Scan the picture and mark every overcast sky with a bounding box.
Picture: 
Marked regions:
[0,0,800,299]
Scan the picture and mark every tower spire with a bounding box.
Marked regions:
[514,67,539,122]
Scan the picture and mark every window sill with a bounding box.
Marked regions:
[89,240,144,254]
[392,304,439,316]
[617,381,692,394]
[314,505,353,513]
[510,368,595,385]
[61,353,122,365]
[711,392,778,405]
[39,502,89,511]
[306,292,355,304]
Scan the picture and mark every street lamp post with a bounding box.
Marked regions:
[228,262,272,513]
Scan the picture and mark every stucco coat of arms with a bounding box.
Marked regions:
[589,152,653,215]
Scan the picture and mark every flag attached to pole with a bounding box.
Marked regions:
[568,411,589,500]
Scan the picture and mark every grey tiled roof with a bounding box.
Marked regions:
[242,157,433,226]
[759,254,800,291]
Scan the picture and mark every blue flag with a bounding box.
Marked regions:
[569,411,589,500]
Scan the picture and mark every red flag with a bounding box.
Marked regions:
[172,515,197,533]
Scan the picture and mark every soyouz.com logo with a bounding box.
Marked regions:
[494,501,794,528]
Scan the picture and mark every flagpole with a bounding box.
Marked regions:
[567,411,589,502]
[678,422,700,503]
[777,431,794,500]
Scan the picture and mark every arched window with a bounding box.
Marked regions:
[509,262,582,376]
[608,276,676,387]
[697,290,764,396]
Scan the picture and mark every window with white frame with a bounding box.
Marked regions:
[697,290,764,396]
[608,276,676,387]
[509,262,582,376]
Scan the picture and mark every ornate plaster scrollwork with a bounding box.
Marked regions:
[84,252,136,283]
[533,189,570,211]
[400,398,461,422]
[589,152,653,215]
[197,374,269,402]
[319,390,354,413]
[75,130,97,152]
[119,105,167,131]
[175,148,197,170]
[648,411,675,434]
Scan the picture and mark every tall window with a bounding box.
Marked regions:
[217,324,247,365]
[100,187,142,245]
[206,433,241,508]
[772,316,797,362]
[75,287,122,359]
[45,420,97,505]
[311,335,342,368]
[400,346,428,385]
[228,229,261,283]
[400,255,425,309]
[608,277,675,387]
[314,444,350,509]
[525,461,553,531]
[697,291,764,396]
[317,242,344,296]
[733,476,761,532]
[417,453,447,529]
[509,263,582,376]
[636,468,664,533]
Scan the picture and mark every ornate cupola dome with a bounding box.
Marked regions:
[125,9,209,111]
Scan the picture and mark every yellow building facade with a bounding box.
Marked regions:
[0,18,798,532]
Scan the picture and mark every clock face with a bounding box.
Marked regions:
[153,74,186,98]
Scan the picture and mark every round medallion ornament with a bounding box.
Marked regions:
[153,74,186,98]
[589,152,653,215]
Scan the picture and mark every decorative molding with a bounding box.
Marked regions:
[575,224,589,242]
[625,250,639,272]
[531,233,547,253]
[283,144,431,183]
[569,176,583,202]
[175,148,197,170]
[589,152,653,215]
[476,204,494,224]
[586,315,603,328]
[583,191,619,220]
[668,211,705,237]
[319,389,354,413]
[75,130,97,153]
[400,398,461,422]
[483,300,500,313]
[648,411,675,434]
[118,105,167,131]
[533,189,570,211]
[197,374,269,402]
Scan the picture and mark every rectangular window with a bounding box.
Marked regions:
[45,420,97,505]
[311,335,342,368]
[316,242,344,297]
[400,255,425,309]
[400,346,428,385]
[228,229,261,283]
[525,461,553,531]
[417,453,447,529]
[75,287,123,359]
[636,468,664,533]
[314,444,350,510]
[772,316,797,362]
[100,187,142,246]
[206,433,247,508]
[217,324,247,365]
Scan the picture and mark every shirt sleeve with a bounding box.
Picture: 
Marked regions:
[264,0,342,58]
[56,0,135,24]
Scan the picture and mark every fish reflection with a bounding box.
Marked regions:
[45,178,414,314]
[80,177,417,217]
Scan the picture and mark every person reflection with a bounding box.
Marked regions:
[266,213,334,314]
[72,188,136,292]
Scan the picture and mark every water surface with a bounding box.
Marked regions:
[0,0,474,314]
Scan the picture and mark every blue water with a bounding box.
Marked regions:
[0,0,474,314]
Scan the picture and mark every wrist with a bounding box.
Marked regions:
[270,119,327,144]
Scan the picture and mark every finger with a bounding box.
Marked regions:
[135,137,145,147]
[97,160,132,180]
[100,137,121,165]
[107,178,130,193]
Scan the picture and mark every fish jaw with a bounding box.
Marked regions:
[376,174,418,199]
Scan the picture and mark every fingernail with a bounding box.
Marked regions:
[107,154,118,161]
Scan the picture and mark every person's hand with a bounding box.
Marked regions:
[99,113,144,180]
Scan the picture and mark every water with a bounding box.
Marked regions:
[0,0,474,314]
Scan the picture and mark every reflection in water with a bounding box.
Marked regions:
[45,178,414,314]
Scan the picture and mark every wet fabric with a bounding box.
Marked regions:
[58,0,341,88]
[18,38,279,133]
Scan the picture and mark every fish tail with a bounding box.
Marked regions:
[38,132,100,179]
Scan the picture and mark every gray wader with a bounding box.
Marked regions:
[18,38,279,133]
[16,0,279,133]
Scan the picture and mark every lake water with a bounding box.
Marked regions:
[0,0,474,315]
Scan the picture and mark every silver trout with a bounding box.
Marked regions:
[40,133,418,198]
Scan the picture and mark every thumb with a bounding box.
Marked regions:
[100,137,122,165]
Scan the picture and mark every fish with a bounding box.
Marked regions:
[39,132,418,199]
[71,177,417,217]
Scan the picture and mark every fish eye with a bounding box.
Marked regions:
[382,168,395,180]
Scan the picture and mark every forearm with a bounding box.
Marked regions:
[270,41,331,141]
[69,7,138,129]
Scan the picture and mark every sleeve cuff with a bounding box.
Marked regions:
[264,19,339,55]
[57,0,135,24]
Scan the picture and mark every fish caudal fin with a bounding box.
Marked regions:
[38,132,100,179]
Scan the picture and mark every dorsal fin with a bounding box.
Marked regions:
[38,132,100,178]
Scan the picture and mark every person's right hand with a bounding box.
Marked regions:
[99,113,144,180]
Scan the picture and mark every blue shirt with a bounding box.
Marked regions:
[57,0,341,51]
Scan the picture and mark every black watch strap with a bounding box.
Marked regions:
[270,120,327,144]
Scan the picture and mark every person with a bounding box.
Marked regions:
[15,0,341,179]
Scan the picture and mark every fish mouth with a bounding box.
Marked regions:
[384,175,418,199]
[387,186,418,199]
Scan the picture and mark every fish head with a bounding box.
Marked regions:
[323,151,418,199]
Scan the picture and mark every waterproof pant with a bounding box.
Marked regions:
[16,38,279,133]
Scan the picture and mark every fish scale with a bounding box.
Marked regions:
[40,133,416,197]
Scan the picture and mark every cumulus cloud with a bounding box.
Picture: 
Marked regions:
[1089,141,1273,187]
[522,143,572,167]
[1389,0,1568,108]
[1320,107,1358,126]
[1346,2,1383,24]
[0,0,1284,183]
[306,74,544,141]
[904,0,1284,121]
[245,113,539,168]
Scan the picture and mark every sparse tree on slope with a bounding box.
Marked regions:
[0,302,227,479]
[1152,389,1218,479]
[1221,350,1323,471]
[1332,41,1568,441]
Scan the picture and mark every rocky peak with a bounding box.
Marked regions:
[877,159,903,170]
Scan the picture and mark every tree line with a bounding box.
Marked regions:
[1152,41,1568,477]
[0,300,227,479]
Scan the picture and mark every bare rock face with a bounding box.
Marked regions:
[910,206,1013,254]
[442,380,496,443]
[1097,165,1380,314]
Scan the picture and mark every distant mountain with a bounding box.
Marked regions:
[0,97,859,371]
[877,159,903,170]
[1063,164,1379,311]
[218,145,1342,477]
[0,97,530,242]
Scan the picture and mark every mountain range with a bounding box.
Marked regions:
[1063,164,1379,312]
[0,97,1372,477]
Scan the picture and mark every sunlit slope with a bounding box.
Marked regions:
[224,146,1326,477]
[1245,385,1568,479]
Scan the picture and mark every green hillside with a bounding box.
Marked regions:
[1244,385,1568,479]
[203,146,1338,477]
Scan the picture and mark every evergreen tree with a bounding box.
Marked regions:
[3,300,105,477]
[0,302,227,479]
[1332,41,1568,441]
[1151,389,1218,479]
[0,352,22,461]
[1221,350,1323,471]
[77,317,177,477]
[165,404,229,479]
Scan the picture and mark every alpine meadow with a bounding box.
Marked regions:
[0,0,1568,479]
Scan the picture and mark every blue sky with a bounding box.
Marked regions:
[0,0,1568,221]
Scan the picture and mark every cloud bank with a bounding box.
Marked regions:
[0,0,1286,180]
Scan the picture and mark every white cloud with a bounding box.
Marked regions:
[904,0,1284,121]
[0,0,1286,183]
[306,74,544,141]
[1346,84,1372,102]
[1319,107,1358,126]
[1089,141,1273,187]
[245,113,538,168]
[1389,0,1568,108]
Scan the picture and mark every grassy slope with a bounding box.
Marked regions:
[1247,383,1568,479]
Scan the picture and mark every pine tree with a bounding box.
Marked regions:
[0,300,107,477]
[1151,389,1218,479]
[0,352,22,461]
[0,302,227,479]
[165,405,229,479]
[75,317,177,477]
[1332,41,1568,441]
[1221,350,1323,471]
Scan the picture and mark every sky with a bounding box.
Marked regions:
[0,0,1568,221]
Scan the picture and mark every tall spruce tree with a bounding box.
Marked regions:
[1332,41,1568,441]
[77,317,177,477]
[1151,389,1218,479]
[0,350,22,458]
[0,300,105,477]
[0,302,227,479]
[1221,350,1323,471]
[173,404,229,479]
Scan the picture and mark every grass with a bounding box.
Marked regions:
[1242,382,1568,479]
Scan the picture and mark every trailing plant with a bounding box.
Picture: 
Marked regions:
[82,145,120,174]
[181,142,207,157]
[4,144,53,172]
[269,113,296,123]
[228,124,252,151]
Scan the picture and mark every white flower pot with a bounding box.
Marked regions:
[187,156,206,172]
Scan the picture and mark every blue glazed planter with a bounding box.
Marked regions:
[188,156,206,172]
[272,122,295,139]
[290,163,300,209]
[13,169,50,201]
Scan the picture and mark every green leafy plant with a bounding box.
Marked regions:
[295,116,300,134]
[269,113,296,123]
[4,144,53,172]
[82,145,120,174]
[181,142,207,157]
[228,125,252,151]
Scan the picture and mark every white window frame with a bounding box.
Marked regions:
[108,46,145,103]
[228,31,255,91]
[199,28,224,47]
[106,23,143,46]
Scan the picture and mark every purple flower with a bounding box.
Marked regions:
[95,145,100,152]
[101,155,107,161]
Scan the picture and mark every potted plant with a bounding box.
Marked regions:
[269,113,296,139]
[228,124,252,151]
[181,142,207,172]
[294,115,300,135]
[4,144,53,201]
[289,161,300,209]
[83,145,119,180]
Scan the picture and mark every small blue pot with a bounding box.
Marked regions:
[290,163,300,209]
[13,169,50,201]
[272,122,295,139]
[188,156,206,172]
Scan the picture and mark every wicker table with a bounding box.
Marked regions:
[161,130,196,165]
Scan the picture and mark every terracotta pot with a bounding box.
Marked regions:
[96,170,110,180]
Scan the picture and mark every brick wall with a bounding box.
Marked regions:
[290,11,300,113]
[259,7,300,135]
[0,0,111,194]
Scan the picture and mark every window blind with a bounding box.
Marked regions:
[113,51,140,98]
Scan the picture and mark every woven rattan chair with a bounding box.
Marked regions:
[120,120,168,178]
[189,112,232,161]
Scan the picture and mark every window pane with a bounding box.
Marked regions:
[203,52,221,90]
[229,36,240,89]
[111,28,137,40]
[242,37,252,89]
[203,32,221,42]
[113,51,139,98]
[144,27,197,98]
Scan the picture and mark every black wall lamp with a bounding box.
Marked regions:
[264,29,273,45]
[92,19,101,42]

-=-=-

- **YOUR OBJECTIVE**: Please write out again every line between the lines holding "Scan the picture and mark every blue glazed" and "[101,155,107,161]", inclusive, adding 45 to each coordinate in the answers.

- **CORRECT RESPONSE**:
Scan the picture and mark every blue glazed planter with a bounding box.
Marked regions:
[233,201,251,217]
[317,167,340,184]
[335,208,345,254]
[58,214,95,246]
Scan the picture and mark every green leafy plant with a bounding box.
Marked regions:
[340,161,345,179]
[314,158,341,168]
[49,189,98,217]
[127,190,165,219]
[226,187,252,202]
[273,170,297,196]
Scan the picture and mark every white window frame with a bounding box.
Marked regions:
[153,91,190,148]
[273,76,300,136]
[244,73,269,92]
[151,68,188,91]
Scan the picture and mark every purple flower with a bounding box.
Marked regions:
[140,190,145,197]
[146,200,152,206]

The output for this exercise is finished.